* [The request] Return every line in the entries below that contains the string "race". Case counts.
Start of Data for this exercise
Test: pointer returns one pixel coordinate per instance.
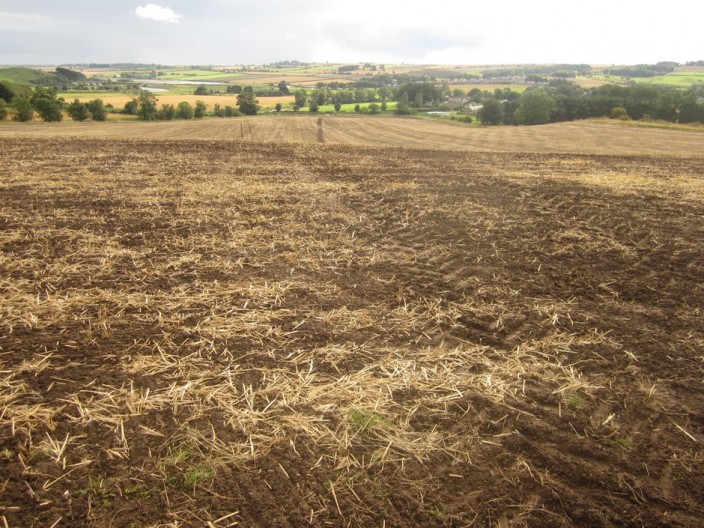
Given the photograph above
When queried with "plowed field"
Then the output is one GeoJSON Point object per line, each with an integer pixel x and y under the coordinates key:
{"type": "Point", "coordinates": [226, 333]}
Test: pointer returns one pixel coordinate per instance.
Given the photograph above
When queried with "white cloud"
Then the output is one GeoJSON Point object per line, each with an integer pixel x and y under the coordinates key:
{"type": "Point", "coordinates": [158, 13]}
{"type": "Point", "coordinates": [22, 22]}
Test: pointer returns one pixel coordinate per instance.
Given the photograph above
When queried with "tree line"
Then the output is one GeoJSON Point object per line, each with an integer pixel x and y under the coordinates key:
{"type": "Point", "coordinates": [45, 102]}
{"type": "Point", "coordinates": [568, 102]}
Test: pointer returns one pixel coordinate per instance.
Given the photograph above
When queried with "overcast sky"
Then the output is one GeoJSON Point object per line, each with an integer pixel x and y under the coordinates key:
{"type": "Point", "coordinates": [229, 32]}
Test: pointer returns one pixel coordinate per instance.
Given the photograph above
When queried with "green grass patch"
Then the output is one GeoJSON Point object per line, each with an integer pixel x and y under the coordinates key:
{"type": "Point", "coordinates": [22, 75]}
{"type": "Point", "coordinates": [365, 421]}
{"type": "Point", "coordinates": [680, 80]}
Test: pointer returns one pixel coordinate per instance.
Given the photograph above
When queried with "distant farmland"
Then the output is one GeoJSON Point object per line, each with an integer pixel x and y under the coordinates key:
{"type": "Point", "coordinates": [350, 321]}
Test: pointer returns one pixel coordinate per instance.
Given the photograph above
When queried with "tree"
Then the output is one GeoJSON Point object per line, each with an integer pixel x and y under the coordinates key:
{"type": "Point", "coordinates": [22, 109]}
{"type": "Point", "coordinates": [300, 98]}
{"type": "Point", "coordinates": [218, 111]}
{"type": "Point", "coordinates": [534, 108]}
{"type": "Point", "coordinates": [491, 112]}
{"type": "Point", "coordinates": [97, 110]}
{"type": "Point", "coordinates": [78, 111]}
{"type": "Point", "coordinates": [247, 102]}
{"type": "Point", "coordinates": [184, 111]}
{"type": "Point", "coordinates": [166, 113]}
{"type": "Point", "coordinates": [200, 110]}
{"type": "Point", "coordinates": [146, 106]}
{"type": "Point", "coordinates": [46, 104]}
{"type": "Point", "coordinates": [131, 107]}
{"type": "Point", "coordinates": [618, 112]}
{"type": "Point", "coordinates": [403, 108]}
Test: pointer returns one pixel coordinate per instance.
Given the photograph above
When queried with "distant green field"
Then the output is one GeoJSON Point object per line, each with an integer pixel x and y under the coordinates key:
{"type": "Point", "coordinates": [349, 108]}
{"type": "Point", "coordinates": [679, 80]}
{"type": "Point", "coordinates": [682, 80]}
{"type": "Point", "coordinates": [21, 75]}
{"type": "Point", "coordinates": [198, 75]}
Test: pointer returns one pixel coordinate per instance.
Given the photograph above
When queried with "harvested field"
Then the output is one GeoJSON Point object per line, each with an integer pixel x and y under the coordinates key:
{"type": "Point", "coordinates": [224, 332]}
{"type": "Point", "coordinates": [568, 138]}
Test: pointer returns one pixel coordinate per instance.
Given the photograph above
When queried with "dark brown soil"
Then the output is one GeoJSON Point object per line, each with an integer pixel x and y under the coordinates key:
{"type": "Point", "coordinates": [211, 333]}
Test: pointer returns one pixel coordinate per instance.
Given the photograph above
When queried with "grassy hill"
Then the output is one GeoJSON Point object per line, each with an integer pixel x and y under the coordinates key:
{"type": "Point", "coordinates": [10, 90]}
{"type": "Point", "coordinates": [24, 75]}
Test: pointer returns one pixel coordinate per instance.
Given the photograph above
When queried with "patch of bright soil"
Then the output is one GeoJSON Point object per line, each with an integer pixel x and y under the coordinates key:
{"type": "Point", "coordinates": [212, 333]}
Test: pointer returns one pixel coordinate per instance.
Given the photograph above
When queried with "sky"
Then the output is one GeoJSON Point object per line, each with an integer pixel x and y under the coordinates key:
{"type": "Point", "coordinates": [232, 32]}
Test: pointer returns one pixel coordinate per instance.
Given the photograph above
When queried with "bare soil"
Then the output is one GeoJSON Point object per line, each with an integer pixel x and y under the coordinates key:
{"type": "Point", "coordinates": [219, 333]}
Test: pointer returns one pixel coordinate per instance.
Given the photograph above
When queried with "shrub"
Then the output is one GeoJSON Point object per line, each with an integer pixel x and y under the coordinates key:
{"type": "Point", "coordinates": [78, 111]}
{"type": "Point", "coordinates": [97, 110]}
{"type": "Point", "coordinates": [200, 110]}
{"type": "Point", "coordinates": [619, 112]}
{"type": "Point", "coordinates": [22, 109]}
{"type": "Point", "coordinates": [184, 110]}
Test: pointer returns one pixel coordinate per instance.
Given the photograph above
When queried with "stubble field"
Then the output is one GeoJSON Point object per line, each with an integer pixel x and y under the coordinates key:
{"type": "Point", "coordinates": [260, 333]}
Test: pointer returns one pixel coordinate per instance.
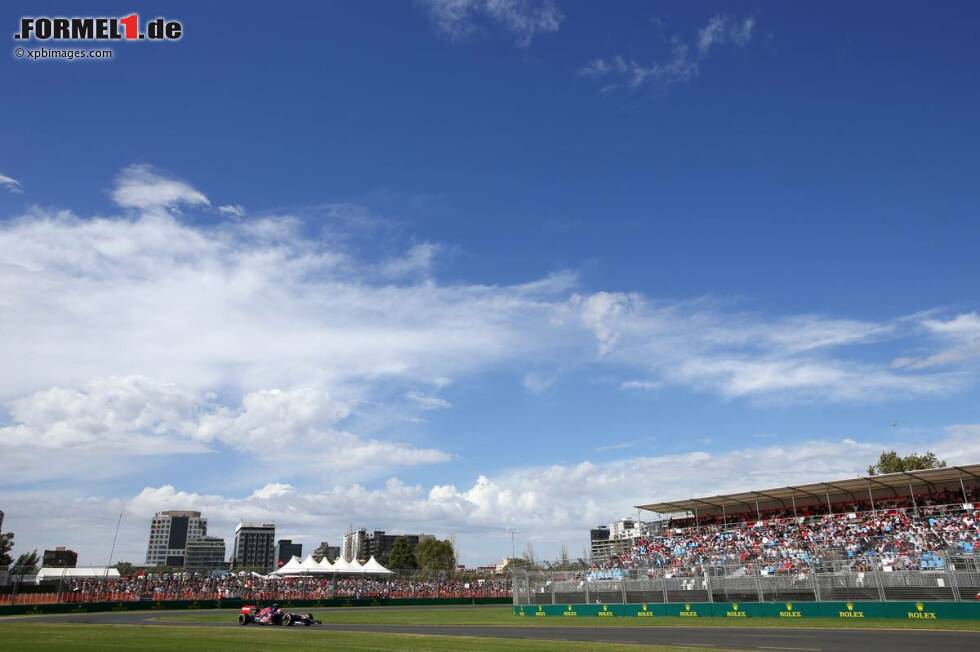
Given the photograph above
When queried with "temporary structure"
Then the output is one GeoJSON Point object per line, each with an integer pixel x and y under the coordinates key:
{"type": "Point", "coordinates": [291, 567]}
{"type": "Point", "coordinates": [372, 567]}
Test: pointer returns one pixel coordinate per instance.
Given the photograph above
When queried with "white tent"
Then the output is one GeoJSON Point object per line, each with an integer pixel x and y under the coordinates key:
{"type": "Point", "coordinates": [66, 573]}
{"type": "Point", "coordinates": [310, 566]}
{"type": "Point", "coordinates": [291, 567]}
{"type": "Point", "coordinates": [341, 565]}
{"type": "Point", "coordinates": [372, 567]}
{"type": "Point", "coordinates": [356, 567]}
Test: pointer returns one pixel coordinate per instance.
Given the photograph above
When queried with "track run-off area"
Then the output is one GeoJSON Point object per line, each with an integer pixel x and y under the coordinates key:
{"type": "Point", "coordinates": [404, 628]}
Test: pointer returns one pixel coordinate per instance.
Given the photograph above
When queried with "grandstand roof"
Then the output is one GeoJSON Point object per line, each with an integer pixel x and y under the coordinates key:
{"type": "Point", "coordinates": [855, 487]}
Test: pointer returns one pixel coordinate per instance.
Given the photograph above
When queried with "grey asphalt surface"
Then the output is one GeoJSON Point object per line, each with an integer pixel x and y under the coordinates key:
{"type": "Point", "coordinates": [796, 639]}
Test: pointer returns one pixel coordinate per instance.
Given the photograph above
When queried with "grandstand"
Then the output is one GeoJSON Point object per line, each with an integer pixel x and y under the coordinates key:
{"type": "Point", "coordinates": [901, 536]}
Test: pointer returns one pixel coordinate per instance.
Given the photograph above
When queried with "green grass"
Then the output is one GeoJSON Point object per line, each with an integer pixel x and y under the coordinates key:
{"type": "Point", "coordinates": [45, 638]}
{"type": "Point", "coordinates": [504, 616]}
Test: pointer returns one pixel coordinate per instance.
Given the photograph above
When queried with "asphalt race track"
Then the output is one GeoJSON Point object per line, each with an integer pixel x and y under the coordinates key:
{"type": "Point", "coordinates": [796, 639]}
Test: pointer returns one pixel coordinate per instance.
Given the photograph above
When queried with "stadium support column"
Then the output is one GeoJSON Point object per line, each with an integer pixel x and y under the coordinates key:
{"type": "Point", "coordinates": [877, 575]}
{"type": "Point", "coordinates": [951, 577]}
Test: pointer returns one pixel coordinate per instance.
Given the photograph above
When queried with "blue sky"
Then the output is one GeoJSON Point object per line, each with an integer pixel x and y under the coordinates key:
{"type": "Point", "coordinates": [521, 264]}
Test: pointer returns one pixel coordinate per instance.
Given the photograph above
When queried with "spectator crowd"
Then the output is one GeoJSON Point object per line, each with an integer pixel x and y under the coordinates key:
{"type": "Point", "coordinates": [891, 536]}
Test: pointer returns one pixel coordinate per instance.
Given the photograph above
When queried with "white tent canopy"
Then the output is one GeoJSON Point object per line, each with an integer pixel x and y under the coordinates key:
{"type": "Point", "coordinates": [341, 565]}
{"type": "Point", "coordinates": [372, 567]}
{"type": "Point", "coordinates": [291, 567]}
{"type": "Point", "coordinates": [75, 573]}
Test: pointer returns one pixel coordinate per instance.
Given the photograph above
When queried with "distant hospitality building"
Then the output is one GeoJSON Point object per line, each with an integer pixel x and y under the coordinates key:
{"type": "Point", "coordinates": [326, 550]}
{"type": "Point", "coordinates": [286, 550]}
{"type": "Point", "coordinates": [363, 545]}
{"type": "Point", "coordinates": [205, 553]}
{"type": "Point", "coordinates": [169, 534]}
{"type": "Point", "coordinates": [60, 557]}
{"type": "Point", "coordinates": [255, 546]}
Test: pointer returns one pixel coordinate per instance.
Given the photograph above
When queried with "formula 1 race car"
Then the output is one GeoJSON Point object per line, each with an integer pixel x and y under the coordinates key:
{"type": "Point", "coordinates": [274, 616]}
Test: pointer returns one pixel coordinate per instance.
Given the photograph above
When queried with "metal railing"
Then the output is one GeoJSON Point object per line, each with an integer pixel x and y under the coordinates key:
{"type": "Point", "coordinates": [955, 577]}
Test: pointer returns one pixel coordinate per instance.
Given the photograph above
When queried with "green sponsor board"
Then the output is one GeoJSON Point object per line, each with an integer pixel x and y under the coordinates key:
{"type": "Point", "coordinates": [738, 610]}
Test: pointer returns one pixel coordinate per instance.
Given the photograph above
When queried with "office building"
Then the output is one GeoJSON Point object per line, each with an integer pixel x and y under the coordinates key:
{"type": "Point", "coordinates": [169, 534]}
{"type": "Point", "coordinates": [60, 557]}
{"type": "Point", "coordinates": [205, 554]}
{"type": "Point", "coordinates": [255, 547]}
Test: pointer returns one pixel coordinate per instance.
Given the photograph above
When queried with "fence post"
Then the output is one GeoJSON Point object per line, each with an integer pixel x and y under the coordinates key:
{"type": "Point", "coordinates": [877, 576]}
{"type": "Point", "coordinates": [951, 577]}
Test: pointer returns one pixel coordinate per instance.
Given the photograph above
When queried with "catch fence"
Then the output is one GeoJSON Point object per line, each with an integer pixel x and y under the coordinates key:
{"type": "Point", "coordinates": [956, 578]}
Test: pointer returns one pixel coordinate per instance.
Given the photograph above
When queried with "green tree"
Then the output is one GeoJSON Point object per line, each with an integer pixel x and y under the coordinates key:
{"type": "Point", "coordinates": [26, 564]}
{"type": "Point", "coordinates": [6, 545]}
{"type": "Point", "coordinates": [402, 557]}
{"type": "Point", "coordinates": [892, 462]}
{"type": "Point", "coordinates": [435, 555]}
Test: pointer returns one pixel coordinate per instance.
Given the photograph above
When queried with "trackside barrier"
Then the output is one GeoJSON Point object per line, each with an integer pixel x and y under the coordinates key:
{"type": "Point", "coordinates": [148, 605]}
{"type": "Point", "coordinates": [916, 611]}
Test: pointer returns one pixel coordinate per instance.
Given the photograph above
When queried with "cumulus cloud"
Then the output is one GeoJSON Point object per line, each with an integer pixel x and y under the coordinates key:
{"type": "Point", "coordinates": [139, 186]}
{"type": "Point", "coordinates": [683, 64]}
{"type": "Point", "coordinates": [123, 417]}
{"type": "Point", "coordinates": [232, 210]}
{"type": "Point", "coordinates": [145, 336]}
{"type": "Point", "coordinates": [11, 184]}
{"type": "Point", "coordinates": [458, 19]}
{"type": "Point", "coordinates": [551, 504]}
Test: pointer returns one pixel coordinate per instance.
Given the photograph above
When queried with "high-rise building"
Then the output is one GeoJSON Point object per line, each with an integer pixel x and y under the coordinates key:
{"type": "Point", "coordinates": [326, 550]}
{"type": "Point", "coordinates": [169, 534]}
{"type": "Point", "coordinates": [614, 538]}
{"type": "Point", "coordinates": [363, 545]}
{"type": "Point", "coordinates": [286, 550]}
{"type": "Point", "coordinates": [205, 553]}
{"type": "Point", "coordinates": [60, 557]}
{"type": "Point", "coordinates": [255, 546]}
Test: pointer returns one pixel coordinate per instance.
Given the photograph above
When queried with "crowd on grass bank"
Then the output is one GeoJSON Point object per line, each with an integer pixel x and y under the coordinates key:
{"type": "Point", "coordinates": [249, 586]}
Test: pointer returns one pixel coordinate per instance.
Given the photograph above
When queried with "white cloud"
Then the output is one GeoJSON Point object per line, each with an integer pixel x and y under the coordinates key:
{"type": "Point", "coordinates": [135, 416]}
{"type": "Point", "coordinates": [959, 337]}
{"type": "Point", "coordinates": [552, 504]}
{"type": "Point", "coordinates": [458, 19]}
{"type": "Point", "coordinates": [233, 210]}
{"type": "Point", "coordinates": [139, 186]}
{"type": "Point", "coordinates": [684, 63]}
{"type": "Point", "coordinates": [722, 30]}
{"type": "Point", "coordinates": [11, 184]}
{"type": "Point", "coordinates": [427, 402]}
End of Data for this exercise
* [Exercise response]
When queried with "asphalt race track"
When queried with "formula 1 race car"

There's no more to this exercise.